Request ▸ Gather every line in the records below that contains the string "sand", treating uppercase and lowercase as different.

(Source data)
——
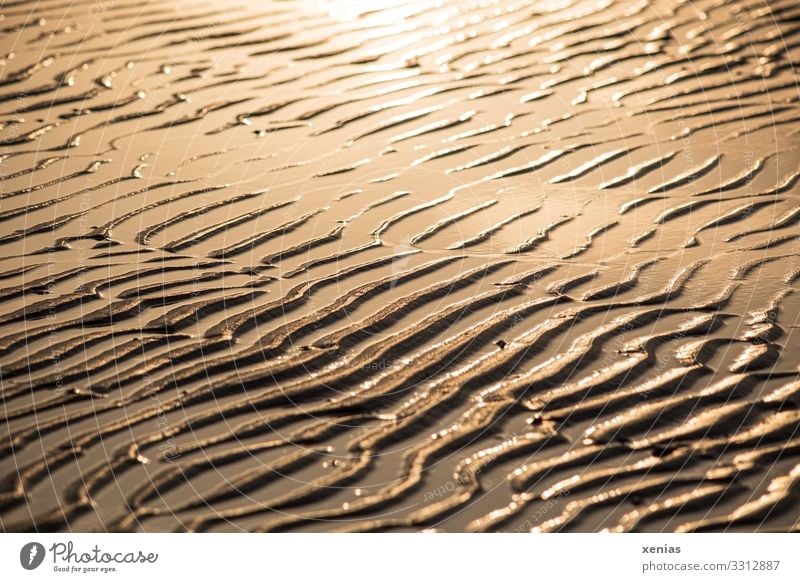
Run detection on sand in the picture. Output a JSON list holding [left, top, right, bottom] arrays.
[[0, 0, 800, 532]]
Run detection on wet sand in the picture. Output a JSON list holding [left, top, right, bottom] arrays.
[[0, 0, 800, 532]]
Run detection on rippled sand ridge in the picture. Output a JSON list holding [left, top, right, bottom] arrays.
[[0, 0, 800, 532]]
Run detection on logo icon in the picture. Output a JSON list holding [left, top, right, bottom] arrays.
[[19, 542, 44, 570]]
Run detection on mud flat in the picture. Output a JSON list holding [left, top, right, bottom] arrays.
[[0, 0, 800, 531]]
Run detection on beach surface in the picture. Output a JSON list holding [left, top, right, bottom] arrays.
[[0, 0, 800, 532]]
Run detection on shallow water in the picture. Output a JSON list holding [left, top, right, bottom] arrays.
[[0, 0, 800, 531]]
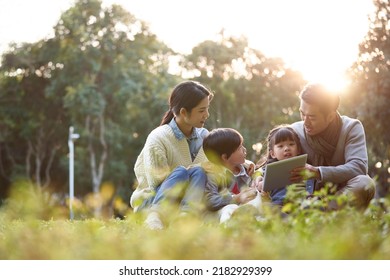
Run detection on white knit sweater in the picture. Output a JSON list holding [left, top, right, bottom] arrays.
[[130, 124, 207, 211]]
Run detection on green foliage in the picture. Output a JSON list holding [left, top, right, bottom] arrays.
[[0, 184, 390, 260], [345, 0, 390, 196], [0, 0, 390, 206]]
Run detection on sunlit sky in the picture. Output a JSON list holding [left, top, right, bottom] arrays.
[[0, 0, 373, 87]]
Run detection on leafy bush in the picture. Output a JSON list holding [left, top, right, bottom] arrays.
[[0, 185, 390, 260]]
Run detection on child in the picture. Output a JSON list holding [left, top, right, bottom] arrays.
[[253, 125, 313, 206], [202, 128, 261, 223]]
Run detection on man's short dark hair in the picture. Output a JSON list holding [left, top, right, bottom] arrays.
[[299, 84, 340, 114]]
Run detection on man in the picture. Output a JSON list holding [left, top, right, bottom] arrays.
[[292, 84, 375, 208]]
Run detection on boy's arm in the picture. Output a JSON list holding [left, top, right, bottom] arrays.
[[205, 174, 234, 211]]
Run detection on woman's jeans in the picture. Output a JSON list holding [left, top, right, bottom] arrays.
[[140, 166, 207, 212]]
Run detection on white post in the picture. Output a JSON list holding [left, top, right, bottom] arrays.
[[68, 126, 80, 220]]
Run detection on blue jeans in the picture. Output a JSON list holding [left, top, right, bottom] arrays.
[[140, 166, 207, 212]]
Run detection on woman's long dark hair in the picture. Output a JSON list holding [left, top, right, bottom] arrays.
[[160, 81, 214, 125]]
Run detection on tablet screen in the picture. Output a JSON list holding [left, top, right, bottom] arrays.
[[263, 154, 307, 191]]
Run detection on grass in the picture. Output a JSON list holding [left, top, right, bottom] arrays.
[[0, 183, 390, 260]]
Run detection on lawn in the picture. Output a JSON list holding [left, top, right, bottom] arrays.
[[0, 184, 390, 260]]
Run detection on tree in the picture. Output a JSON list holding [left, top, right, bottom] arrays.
[[349, 0, 390, 196], [0, 0, 177, 212], [182, 30, 304, 160]]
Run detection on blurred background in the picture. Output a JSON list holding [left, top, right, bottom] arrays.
[[0, 0, 390, 217]]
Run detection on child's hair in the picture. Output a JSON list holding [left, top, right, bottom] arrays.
[[160, 81, 214, 125], [257, 124, 303, 166], [203, 128, 244, 164]]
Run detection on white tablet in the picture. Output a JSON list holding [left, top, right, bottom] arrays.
[[263, 154, 307, 191]]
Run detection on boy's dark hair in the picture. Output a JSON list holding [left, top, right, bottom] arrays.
[[299, 84, 340, 115], [257, 124, 303, 167], [203, 128, 243, 164]]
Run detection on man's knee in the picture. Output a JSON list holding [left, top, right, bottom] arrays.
[[346, 175, 375, 207]]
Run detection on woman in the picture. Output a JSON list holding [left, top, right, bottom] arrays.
[[130, 81, 213, 229]]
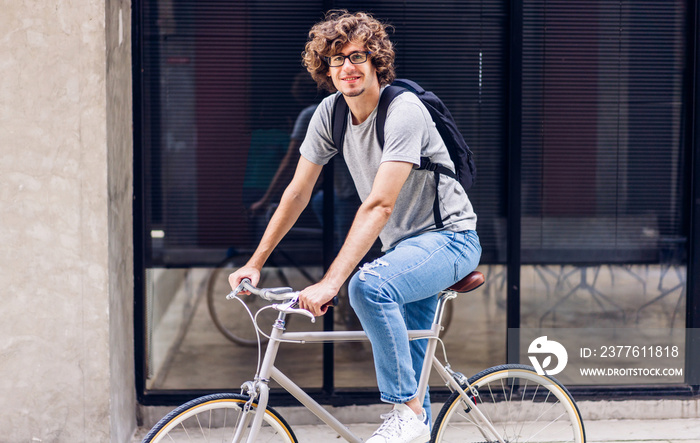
——
Final result ▸
Run detection on sand in the picture. Output a JSON list holding [left, top, right, bottom] arrays.
Run detection on wet sand in the picture. Output a JSON list holding [left, top, right, bottom] arrays.
Run detection on rippled sand ridge in the picture. Output a JSON list holding [left, top, right, bottom] arrays.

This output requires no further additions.